TEXT:
The NIH has awarded six three-year grants totaling approximately $13 million to support new computational approaches for searches involving millions of genomic variants to identify those linked to disease susceptibility or other traits.

The grants, announced yesterday, will be administered by NIH’s National Human Genome Research Institute (NHGRI) and National Cancer Institute.

“We are looking for approaches that can find the causal variants out of the many variants associated with a disease, or at least narrow down the set,” Lisa Brooks, Ph.D., program director of the NHGRI Genetic Variation Program, said in a statement.

While genome-wide association studies (GWAS) may find hundreds of variants that appear to be associated with a disease, there are believed to be tens of millions of genetic variants. It remains a challenge to find out which variants actually have a role in the disease process, and what that role might be, NIH added.

Most variants—including many that contribute to disease risk, response to drugs, and traits such as height—are in genomic regions that do not code for proteins. These variants usually affect the regulation of genes, residing within “switches” in the genome that determine when and where proteins are made.

“For variants sitting outside the coding regions, it is difficult to know which parts of the genome they affect, let alone how the variants cause differences in function,” stated Mike Pazin, Ph.D., program director in the NHGRI Functional Genomics Program. “However, we know that 90% of associated variants found in GWAS are outside of the protein-coding areas. Eventually, we want to understand mechanistically how the variants function in regulating genes, and how differences in the way they function affect disease risk.”

Details on the grant awards, which NIH said will be awarded “pending the availability of funds,” (and principal investigators):

  • $2.6 million to the Broad Institute of MIT and Harvard, toward analyzing how DNA variants associated with common immune diseases cause individuals to differ in their immune responses. (Nir Hacohen, Ph.D.)

DATA SUPPLIED:
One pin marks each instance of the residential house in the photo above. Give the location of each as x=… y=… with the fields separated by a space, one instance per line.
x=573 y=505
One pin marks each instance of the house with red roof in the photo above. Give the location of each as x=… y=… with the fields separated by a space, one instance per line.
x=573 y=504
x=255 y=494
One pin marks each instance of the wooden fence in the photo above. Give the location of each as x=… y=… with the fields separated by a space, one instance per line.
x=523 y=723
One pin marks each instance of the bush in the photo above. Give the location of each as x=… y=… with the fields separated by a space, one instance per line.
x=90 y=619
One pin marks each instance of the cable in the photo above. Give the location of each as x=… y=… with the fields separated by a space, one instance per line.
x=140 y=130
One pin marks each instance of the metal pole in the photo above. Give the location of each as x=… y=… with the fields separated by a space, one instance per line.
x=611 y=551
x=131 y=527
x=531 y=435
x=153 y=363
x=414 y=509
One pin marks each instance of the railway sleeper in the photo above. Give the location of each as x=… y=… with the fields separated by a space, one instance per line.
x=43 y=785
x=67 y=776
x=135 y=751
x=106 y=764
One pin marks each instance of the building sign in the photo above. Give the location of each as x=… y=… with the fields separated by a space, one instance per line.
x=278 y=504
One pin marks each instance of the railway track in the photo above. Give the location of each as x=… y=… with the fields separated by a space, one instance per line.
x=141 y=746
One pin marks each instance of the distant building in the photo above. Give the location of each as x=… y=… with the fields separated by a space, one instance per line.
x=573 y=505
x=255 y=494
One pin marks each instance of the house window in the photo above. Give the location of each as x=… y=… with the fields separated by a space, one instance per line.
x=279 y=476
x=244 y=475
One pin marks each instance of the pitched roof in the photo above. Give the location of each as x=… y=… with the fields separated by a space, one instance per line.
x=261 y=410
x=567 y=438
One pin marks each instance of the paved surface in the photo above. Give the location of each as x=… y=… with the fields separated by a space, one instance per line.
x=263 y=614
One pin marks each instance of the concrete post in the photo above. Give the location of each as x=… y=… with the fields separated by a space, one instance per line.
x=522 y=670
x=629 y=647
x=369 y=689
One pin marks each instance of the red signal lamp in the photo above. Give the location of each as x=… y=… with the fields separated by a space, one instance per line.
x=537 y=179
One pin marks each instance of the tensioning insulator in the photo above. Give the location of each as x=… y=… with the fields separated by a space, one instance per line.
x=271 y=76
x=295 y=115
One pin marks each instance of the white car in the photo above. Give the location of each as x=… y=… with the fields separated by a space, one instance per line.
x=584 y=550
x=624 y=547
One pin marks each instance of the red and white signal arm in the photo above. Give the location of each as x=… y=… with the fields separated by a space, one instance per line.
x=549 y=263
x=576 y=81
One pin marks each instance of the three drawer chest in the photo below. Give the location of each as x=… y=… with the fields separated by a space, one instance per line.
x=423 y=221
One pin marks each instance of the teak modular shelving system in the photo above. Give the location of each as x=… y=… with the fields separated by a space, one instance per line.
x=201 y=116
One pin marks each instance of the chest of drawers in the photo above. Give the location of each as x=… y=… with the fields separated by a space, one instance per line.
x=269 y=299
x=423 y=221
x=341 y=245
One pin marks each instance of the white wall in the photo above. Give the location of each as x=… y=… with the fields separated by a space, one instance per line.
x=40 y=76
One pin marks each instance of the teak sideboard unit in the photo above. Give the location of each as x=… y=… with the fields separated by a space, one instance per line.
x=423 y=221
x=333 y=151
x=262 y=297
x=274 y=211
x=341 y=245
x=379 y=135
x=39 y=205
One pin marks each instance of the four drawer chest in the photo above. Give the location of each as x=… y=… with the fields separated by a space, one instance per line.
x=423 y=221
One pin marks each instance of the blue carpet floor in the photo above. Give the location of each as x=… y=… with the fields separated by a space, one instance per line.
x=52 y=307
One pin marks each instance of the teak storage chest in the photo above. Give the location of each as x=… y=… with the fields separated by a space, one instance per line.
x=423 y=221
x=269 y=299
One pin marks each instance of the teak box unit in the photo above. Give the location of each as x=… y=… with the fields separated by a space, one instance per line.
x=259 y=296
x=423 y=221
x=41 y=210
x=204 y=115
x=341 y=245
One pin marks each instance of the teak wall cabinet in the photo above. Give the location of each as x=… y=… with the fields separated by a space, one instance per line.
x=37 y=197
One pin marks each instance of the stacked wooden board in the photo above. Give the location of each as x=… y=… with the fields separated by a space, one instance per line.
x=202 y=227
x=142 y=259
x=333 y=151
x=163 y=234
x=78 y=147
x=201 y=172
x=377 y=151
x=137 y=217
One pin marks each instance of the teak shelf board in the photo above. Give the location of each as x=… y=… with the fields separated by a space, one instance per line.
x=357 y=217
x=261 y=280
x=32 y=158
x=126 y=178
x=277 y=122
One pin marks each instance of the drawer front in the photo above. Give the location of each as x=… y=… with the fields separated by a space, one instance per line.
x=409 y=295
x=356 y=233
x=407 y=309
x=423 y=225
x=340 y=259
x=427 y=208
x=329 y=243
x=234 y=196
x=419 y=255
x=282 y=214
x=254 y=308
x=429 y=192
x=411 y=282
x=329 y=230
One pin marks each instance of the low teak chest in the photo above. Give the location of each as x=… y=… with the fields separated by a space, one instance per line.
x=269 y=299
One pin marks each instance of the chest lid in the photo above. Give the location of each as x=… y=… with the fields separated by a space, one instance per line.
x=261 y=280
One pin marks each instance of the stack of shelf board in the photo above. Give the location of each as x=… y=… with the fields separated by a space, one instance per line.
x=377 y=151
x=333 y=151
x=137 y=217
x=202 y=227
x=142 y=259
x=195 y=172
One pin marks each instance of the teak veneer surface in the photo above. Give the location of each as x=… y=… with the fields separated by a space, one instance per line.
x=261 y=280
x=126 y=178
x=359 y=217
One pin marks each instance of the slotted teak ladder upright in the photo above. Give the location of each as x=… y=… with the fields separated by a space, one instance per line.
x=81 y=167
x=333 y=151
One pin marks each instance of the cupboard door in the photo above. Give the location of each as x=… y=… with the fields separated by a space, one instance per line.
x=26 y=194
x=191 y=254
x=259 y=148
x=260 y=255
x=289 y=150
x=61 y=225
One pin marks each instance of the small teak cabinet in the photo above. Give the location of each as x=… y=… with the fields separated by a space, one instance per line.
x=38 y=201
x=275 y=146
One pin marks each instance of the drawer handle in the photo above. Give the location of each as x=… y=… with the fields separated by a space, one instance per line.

TASK 1:
In the grants text, what share of associated variants found in GWAS lie outside the protein-coding areas?
TASK 2:
Carry on the grants text from the point where it ends.
The records have nothing to do with what follows.

EXPECTED ANSWER 1:
90%

EXPECTED ANSWER 2:
  • $2.5 million to the Broad Institute toward interpreting the importance of non-coding variants in human disease by studying their activity patterns and how variants influence epigenomic marks affecting gene regulation. (Manolis Kellis, Ph.D.)


  • $2.3 million to University of California, San Diego and Ludwig Institute for Cancer Research toward creating computational models that can predict or narrow down non-coding sequence variants that contribute to the development of disease, using age-related macular degeneration (AMD) as a test case. (Bing Ren, Ph.D.)


  • $2.2 million to the University of North Carolina, Chapel Hill toward developing computational approaches to predict structural changes in RNA caused by genetic variants. (Alain Laederach, Ph.D. and Kevin Weeks, Ph.D.)


  • $1.9 million to University of Washington/UW Medicine and HudsonAlpha Institute for Biotechnology, toward testing a system they developed, Combined Annotation Dependent Depletion (CADD), which aims to identify which individual genetic variants contribute to disease. (Jay Shendure, M.D., Ph.D. and Greg Cooper, Ph.D.)


  • $1.4 million to Stanford University toward developing methods for interpreting non-coding genetic variation, and predicting disease-causing variants in genomes. Researchers will develop statistical models and identify variants contributing to hundreds of diseases and traits. (Stephen Montgomery, Ph.D.)